EXERCISE DESCRIPTION -> Which lines of the material below contain the string "above"? List every such line in full, treating uppercase and lowercase as different.

EXCERPTED DATA ->
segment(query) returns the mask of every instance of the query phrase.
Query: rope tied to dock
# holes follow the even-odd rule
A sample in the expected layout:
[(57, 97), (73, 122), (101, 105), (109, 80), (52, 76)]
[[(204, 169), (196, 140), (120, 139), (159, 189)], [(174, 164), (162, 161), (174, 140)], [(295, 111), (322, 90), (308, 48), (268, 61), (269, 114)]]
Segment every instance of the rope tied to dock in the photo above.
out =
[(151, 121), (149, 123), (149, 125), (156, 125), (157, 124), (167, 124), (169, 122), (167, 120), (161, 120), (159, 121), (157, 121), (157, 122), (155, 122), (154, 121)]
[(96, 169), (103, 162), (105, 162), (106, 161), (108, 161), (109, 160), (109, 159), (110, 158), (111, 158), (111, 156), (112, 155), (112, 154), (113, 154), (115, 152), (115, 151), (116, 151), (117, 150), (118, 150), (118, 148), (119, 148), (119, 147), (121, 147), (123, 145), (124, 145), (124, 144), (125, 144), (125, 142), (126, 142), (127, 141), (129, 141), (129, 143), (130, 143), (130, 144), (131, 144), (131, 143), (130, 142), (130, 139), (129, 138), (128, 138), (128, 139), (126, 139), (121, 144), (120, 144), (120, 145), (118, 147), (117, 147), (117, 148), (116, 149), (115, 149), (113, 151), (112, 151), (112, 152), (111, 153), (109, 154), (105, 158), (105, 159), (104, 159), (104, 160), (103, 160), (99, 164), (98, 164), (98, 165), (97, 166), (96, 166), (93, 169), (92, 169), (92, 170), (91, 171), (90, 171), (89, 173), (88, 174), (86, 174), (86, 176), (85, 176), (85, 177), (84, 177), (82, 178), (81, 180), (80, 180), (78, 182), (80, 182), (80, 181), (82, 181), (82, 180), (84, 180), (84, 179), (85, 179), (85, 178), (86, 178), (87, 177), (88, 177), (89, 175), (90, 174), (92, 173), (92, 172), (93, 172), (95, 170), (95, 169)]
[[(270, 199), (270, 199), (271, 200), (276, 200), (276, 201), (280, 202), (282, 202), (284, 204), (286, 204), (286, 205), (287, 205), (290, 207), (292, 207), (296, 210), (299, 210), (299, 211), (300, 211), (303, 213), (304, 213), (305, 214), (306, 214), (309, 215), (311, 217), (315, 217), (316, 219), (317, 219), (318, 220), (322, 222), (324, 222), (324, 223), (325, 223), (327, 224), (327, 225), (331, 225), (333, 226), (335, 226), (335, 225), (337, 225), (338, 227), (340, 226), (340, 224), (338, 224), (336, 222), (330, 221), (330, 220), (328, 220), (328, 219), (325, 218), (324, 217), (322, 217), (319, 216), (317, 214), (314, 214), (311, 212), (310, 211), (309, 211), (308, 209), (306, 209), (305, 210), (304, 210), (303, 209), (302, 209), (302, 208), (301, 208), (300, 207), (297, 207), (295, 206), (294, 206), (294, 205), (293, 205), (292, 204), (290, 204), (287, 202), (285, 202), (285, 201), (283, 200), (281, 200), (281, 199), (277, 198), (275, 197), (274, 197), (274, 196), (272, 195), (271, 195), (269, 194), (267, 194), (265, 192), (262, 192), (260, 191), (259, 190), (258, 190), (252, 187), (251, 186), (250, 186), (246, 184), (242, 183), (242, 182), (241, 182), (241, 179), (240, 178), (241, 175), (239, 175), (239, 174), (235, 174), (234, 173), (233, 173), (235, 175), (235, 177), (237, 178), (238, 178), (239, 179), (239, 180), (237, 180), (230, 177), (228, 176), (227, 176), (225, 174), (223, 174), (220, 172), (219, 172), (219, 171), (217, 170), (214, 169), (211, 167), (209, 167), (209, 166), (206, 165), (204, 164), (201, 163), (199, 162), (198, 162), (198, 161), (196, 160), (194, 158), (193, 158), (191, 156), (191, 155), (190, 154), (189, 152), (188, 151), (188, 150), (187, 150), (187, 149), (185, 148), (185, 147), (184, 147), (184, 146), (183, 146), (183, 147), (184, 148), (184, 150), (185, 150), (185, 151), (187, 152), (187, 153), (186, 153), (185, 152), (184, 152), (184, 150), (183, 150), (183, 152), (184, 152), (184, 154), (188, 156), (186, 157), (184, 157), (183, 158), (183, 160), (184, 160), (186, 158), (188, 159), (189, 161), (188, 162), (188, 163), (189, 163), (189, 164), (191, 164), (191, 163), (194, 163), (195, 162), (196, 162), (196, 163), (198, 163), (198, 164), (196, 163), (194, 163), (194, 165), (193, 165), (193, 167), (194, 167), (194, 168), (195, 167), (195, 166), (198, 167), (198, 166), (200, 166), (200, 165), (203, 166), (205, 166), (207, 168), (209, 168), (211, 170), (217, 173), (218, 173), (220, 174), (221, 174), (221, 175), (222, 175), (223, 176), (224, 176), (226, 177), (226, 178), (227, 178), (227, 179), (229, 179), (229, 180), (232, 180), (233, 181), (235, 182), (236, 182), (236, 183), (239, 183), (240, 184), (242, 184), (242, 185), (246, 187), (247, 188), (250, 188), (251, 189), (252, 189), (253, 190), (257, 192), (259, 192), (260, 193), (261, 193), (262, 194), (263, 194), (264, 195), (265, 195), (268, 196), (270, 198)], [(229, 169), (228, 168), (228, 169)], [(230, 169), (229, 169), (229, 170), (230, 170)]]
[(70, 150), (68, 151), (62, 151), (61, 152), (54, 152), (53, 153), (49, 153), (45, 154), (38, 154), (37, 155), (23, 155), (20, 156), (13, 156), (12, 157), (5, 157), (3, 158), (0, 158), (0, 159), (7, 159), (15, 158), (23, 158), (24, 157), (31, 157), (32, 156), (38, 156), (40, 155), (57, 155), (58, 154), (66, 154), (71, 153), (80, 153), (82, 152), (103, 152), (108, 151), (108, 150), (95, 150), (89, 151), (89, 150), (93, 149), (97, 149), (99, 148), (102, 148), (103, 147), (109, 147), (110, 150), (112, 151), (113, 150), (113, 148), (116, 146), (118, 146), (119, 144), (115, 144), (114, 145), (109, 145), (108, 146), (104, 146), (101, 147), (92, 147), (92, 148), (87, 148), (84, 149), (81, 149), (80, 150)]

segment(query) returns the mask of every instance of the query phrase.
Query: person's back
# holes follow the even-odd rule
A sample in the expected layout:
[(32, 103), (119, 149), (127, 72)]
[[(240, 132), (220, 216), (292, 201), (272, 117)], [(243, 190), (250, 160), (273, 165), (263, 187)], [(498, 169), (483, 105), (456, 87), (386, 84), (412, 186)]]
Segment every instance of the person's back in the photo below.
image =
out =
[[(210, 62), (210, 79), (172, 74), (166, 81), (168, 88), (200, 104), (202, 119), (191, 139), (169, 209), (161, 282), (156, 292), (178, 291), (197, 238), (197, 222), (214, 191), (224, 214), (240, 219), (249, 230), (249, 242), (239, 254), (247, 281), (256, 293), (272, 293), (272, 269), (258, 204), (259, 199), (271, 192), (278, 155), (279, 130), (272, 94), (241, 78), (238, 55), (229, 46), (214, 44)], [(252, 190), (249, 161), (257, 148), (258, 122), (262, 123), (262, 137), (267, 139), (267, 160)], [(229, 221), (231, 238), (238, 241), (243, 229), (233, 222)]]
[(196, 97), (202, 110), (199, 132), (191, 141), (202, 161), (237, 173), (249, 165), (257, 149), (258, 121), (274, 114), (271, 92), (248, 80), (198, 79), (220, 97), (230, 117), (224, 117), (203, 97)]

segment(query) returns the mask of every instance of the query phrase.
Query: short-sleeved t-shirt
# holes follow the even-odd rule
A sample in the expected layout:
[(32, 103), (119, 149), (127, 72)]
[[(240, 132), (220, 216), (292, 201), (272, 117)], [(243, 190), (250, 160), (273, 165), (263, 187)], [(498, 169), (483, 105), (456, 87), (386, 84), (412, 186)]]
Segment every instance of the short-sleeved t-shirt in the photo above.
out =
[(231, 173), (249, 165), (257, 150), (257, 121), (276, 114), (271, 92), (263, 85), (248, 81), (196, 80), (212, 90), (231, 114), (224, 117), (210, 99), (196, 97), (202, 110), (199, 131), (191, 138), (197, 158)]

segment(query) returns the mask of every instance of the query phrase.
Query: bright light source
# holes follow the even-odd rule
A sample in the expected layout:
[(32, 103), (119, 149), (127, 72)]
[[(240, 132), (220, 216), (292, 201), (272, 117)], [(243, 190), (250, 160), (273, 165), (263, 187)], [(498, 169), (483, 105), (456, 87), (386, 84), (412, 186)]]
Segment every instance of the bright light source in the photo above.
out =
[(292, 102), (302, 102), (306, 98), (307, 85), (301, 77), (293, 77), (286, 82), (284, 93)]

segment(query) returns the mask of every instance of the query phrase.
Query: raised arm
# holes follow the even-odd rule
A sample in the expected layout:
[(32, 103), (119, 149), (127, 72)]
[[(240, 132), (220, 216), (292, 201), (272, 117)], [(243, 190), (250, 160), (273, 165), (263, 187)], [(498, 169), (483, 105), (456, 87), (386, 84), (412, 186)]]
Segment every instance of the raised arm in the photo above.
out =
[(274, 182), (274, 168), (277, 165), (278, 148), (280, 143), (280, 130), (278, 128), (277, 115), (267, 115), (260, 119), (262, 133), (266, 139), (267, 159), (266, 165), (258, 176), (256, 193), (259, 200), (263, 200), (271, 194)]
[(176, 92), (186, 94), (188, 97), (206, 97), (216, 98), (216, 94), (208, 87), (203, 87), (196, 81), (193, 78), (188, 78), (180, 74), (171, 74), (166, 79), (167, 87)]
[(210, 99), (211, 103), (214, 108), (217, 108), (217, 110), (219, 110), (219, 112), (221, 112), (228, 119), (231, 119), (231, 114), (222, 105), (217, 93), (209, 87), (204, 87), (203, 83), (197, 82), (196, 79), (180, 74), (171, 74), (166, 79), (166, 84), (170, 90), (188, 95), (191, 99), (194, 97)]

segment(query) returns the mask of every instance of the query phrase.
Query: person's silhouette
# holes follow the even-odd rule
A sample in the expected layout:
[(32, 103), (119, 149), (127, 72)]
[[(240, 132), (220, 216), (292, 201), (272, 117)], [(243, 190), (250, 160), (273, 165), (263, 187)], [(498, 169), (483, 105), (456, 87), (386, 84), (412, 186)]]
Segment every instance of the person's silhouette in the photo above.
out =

SOLUTION ->
Segment every instance of the rope tied to dock in the photo above.
Segment every instance of the short-sleeved t-shirt in the photo above.
Segment every instance of the bright light source in the photo above.
Segment every instance of the raised arm in the photo above.
Segment every instance of the person's silhouette in the photo above.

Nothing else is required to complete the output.